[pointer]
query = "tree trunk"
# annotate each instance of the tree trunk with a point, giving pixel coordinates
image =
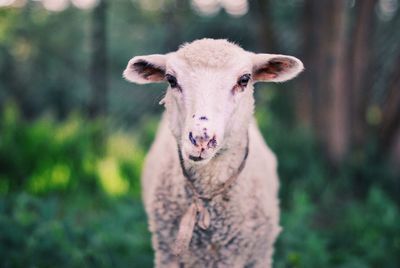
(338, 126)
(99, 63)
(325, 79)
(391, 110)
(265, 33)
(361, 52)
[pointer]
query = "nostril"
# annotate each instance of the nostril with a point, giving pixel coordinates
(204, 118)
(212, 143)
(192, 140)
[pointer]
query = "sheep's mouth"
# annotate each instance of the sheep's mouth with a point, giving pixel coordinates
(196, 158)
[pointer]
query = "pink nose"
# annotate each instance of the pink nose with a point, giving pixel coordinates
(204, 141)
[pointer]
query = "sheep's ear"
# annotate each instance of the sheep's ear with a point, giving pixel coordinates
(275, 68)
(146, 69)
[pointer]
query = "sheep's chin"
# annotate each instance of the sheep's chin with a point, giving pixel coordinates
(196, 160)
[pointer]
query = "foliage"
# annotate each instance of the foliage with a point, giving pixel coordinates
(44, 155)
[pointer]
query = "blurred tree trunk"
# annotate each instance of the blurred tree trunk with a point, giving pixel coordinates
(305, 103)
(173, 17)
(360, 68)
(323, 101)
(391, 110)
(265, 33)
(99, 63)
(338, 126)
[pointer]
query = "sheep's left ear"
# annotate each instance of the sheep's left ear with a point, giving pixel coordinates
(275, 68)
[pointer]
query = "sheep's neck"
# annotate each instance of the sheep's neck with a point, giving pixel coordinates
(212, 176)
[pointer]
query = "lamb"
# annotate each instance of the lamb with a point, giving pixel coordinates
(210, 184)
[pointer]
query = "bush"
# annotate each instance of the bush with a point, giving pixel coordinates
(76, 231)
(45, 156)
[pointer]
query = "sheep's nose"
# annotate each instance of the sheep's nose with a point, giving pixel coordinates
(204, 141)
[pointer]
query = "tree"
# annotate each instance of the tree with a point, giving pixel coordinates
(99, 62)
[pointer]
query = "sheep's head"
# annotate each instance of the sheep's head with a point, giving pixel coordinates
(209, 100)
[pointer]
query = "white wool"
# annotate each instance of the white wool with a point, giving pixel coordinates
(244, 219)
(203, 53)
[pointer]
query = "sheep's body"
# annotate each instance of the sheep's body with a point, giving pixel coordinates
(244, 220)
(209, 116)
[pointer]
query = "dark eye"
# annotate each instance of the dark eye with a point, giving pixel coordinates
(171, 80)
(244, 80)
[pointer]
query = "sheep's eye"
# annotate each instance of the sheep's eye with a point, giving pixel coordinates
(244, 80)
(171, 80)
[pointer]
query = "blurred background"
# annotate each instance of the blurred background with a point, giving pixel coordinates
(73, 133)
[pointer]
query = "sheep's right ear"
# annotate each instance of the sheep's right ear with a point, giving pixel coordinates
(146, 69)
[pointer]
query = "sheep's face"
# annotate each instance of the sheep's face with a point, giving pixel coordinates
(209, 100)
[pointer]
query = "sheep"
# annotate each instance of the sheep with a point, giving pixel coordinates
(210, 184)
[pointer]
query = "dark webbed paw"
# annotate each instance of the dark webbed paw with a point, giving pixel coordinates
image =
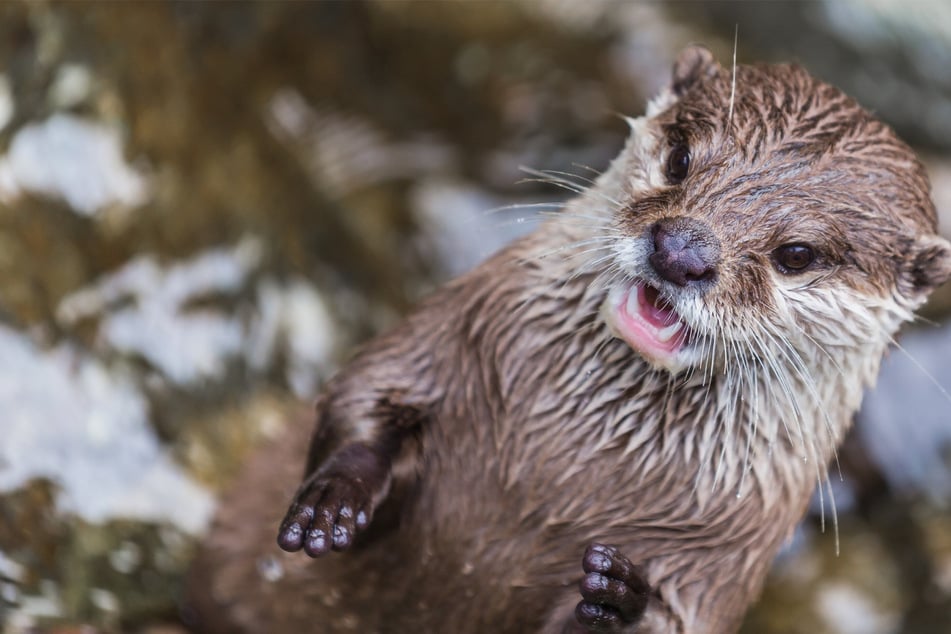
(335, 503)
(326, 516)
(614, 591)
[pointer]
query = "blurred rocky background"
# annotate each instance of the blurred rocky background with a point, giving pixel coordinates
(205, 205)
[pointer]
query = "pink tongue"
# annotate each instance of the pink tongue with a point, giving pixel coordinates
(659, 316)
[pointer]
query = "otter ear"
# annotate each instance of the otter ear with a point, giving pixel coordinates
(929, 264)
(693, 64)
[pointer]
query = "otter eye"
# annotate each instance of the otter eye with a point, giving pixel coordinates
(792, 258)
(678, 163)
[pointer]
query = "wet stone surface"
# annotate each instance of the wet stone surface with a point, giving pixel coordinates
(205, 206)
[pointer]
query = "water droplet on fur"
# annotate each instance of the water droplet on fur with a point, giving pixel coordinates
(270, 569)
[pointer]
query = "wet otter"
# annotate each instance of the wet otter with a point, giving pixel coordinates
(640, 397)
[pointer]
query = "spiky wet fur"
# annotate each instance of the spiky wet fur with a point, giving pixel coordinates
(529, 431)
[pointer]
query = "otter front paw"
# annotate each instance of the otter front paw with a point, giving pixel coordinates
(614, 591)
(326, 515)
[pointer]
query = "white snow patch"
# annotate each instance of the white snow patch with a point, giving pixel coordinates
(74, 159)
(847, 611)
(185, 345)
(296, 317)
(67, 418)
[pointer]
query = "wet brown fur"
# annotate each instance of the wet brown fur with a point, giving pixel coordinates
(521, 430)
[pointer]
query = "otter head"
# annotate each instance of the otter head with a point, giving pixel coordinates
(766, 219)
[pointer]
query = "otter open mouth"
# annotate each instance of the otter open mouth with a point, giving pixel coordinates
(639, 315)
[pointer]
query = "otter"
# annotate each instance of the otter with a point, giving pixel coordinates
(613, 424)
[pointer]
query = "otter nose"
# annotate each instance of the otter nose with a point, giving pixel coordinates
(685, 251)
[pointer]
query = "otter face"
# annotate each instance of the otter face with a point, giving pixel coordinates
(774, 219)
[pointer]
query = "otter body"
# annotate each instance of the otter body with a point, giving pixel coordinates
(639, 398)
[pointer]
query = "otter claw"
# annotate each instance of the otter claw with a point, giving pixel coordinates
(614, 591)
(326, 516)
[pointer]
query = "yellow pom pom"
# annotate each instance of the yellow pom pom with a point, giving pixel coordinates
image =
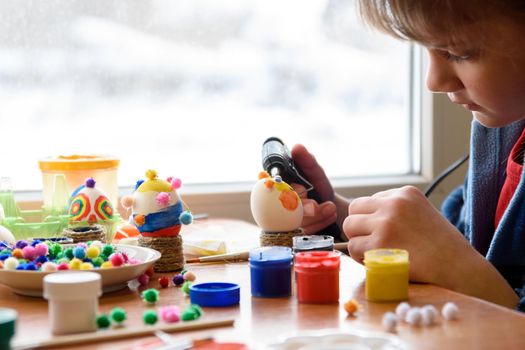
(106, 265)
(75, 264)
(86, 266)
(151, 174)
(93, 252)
━━━━━━━━
▶ [Description of the task]:
Repeat the data exactly, dropping every picture it holds.

▶ [The answer]:
[pointer]
query = "tree trunk"
# annotate each instance of the tree trunk with a point, giving pixel coordinates
image =
(338, 126)
(99, 63)
(325, 79)
(391, 110)
(265, 33)
(361, 52)
[pointer]
query = "nostril"
# annotate each instance of the nostril with a point, giving pixel coordinates
(204, 118)
(212, 143)
(192, 140)
[pointer]
query = "sheep's mouth"
# annotate each instance of the sheep's mouth with a point, giving pixel coordinates
(196, 158)
[pointer]
query = "pink nose"
# annotate each instance of the pink nose with a point, giving pixel coordinates
(204, 141)
[pointer]
query = "sheep's ear"
# annotate each instance of the sheep's ear with a point, giving pixel coordinates
(275, 68)
(146, 69)
[pointer]
query = "sheep's chin"
# annotate each instance of the sheep's chin with a point, giving pixel coordinates
(196, 160)
[pointer]
query = "foliage"
# annotate each instance of the foliage with a point, giving pixel coordinates
(44, 155)
[pointer]
query = "blurred tree trunk"
# annotate each instance of the blurred tree trunk with a point, giving pixel coordinates
(305, 103)
(173, 17)
(360, 68)
(323, 101)
(391, 110)
(265, 33)
(99, 63)
(338, 126)
[pointer]
query = "sheep's left ear"
# annotate each instance of the sheep's left ear with a point, giving pixel coordinates
(275, 68)
[pointer]
query = "sheep's neck"
# annotate each instance of the sheep's neck with a point, giving pixel coordinates
(212, 176)
[pointer]
query = "lamb"
# annotate each instance of the lamb with a point, giving pixel coordinates
(210, 184)
[pointer]
query = "bush"
# annotate each instance of the bush with a point, giving pixel coordinates
(76, 231)
(45, 156)
[pointer]
query = "sheep's nose"
# annotate each instance of the sheep's nose with a point, giving pixel coordinates
(204, 141)
[pointer]
query = "tree"
# annotate each instance of the tree with a point, giving pixel coordinates
(99, 62)
[pointer]
query = "sheep's head"
# annotate each instance of the sheep's head with a point, giving pixel coordinates
(209, 100)
[pointer]
query = "white wool"
# annotate each instance of the white wool with a point, giving pixel coordinates
(244, 219)
(203, 53)
[pointer]
query = "sheep's body"
# annotate each instance of the sheep's body with a point, giving pixel coordinates
(244, 220)
(209, 116)
[pointer]
query = "dark eye"
# annotate each instance of the dark eye with a point, giving pixel coordinates
(171, 80)
(244, 80)
[pointer]
query = "sheep's eye"
# annotate each instance of the sheep's eye with a point, giving pixel coordinates
(244, 80)
(171, 80)
[pointer]
query = "blurred background"
# annotate each instance of the blurred background with a point, giving pixel coordinates
(73, 133)
[pointer]
query = "sheep's right ear"
# annotate each instance of the sheep's right ear with a point, giving pixel coordinates
(146, 69)
[pointer]
query = "sheep's face"
# annotate each instance of the sheep's face with a point, giving pixel coordinates
(209, 100)
[pointer]
query = "sheep"
# annotate each instance of the sheep with a point, giving pixel coordinates
(210, 184)
[pointer]
query = "dark webbed paw"
# annotate each instance of the dark webbed paw with a point, giving pixel coordinates
image =
(335, 503)
(326, 516)
(614, 591)
[pointer]
query = "blurred rocky background"
# annotate each instance of the blurred rocky background with a point, giving pixel coordinates
(205, 205)
[pointer]
query = "pink tongue"
# annotate each instance of the pink tongue with a point, giving pixel coordinates
(659, 316)
[pointer]
query = "otter ear"
# annotate each instance of the otter ear with a point, giving pixel coordinates
(929, 264)
(693, 64)
[pointer]
query = "otter eye"
# annotate each instance of the otter eye with a point, giving pixel coordinates
(792, 258)
(678, 163)
[pointer]
query = "wet stone surface"
# annotate each instance of the wet stone surface with a point, giving pixel coordinates
(205, 206)
[pointer]
query = "water droplet on fur"
# annotate each instance of the water droplet on fur with a point, giving pixel coordinates
(270, 569)
[pointer]
query = "wet otter"
# annotate each instance of the wet otter with a point, giving pixel coordinates
(640, 397)
[pointer]
query = "spiky wet fur"
# annotate each instance of the spiky wet fur with a point, giving pixel coordinates
(529, 431)
[pointer]
query = "otter front paw"
# annotate each instance of the otter front paw with a point, giving pixel coordinates
(614, 591)
(326, 515)
[pointer]
query = "white snow patch"
# annotate each instance of the white snow patch with a point, giving pixel coordinates
(74, 159)
(847, 611)
(185, 345)
(296, 317)
(67, 418)
[pointer]
query = "wet brown fur"
# annotate each instance of the wet brown fur with a point, giving pixel coordinates
(521, 430)
[pointer]
query = "otter head"
# annotate each instance of the otter head with a point, giving pixel coordinates
(766, 219)
[pointer]
query = "otter open mouth"
# annotate each instance of the otter open mouth with a point, giving pixel coordinates
(639, 315)
[pointer]
query = "otter"
# annotate each instance of the otter with a point, giving pixel coordinates
(613, 424)
[pointer]
query = "otter nose"
# annotate each instance of the otter nose with a point, giving pixel coordinates
(685, 251)
[pointer]
query = "otter face"
# annotate each instance of the otter face with a point, giving pixel coordinates
(774, 219)
[pointer]
query = "otter body"
# annotate each instance of the otter body with a point, giving pixel coordinates
(639, 398)
[pointer]
query = "otter claw"
# annotate each instance of the otter claw with a point, giving pixel coordinates
(614, 591)
(326, 516)
[pointer]
query = "yellow pom pom"
# annotate each instance of the yellow pom pom with a point, giving pixel coordinates
image =
(106, 265)
(75, 264)
(86, 266)
(151, 174)
(93, 252)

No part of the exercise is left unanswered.